Exercise description: Produce an exact copy of the data below.

Extracted records:
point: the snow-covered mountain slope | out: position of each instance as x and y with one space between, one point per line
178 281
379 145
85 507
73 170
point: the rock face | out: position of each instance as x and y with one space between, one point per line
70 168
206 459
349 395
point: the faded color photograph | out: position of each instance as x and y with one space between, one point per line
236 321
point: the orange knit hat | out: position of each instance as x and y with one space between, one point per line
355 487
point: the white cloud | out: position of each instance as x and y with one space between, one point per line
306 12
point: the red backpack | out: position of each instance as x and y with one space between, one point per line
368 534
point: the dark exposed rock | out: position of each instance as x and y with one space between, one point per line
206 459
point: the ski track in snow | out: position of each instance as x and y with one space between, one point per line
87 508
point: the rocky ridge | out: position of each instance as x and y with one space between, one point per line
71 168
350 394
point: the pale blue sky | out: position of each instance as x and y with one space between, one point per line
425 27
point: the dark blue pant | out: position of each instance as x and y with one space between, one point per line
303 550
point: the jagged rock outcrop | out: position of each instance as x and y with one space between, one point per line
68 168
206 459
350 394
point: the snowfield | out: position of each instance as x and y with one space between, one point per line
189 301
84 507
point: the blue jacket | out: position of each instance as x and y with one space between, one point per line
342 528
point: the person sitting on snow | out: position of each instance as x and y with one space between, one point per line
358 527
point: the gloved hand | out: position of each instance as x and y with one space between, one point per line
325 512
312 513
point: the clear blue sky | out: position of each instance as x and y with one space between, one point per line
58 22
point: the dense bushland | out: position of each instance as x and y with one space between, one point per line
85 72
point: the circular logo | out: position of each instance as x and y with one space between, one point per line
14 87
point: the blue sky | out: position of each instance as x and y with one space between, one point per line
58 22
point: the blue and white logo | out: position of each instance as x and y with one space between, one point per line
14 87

Expected answer:
point: the snow-covered mountain slope | out: position of each instance as x and y with one space between, one point per line
178 281
379 145
85 507
73 170
point: the rock face | out: position of each instance as x and y with one space between, one point per line
70 168
206 459
349 395
point: the faded color photograph | out: position of each instance as x and y with one space between, one point per line
236 321
point: the orange knit hat | out: position of each instance as x and y with one space between, one point per line
355 487
point: the white cloud | out: position of each instance as x and y with one space between, one point per line
306 12
point: the red backpack | out: position of each instance as x and y with one space between, one point per line
368 534
point: the dark exposed rock | out: position of each instance as x and y with one space between, one point per line
206 459
point: the ski track in snow | out: position of each instance as x and y with one space between, one point per line
87 508
point: the rocky ridge | out: position of each instance as x and y with one space between, one point per line
71 168
350 394
point: the pale blue sky | out: position of each instance as x and y with one space between, one point per line
425 27
point: the dark blue pant | out: position of each instance as x and y with one space between, one point per line
303 550
point: the jagged rock outcrop | out: position of each instance as x and y with one space between, one point per line
68 168
206 459
350 394
point: the snowfield | out: position of each instance as x and y with one space between, one point per line
189 301
84 507
point: the blue jacket | out: position of each instance as x and y with one space between, one point per line
342 528
point: the person sitting on snow | out: position of each instance as x and y with one space between, one point per line
358 527
point: the gloved hand | out: position of each instance as x and y with one space between, one point per line
325 512
312 513
point: the clear blue sky | out: position of each instance as x and y with one space between, one point per line
58 22
point: the dense bushland | out: position of each instance as x and y with one space between, one point per line
85 72
point: the circular logo | out: position of each instance as x and y with one space between, one point per line
14 87
point: the blue sky | out: position of each instance as x and y with one space between, one point per line
58 22
point: the blue and white logo | out: position of each instance as x and y with one space between, one point per line
14 87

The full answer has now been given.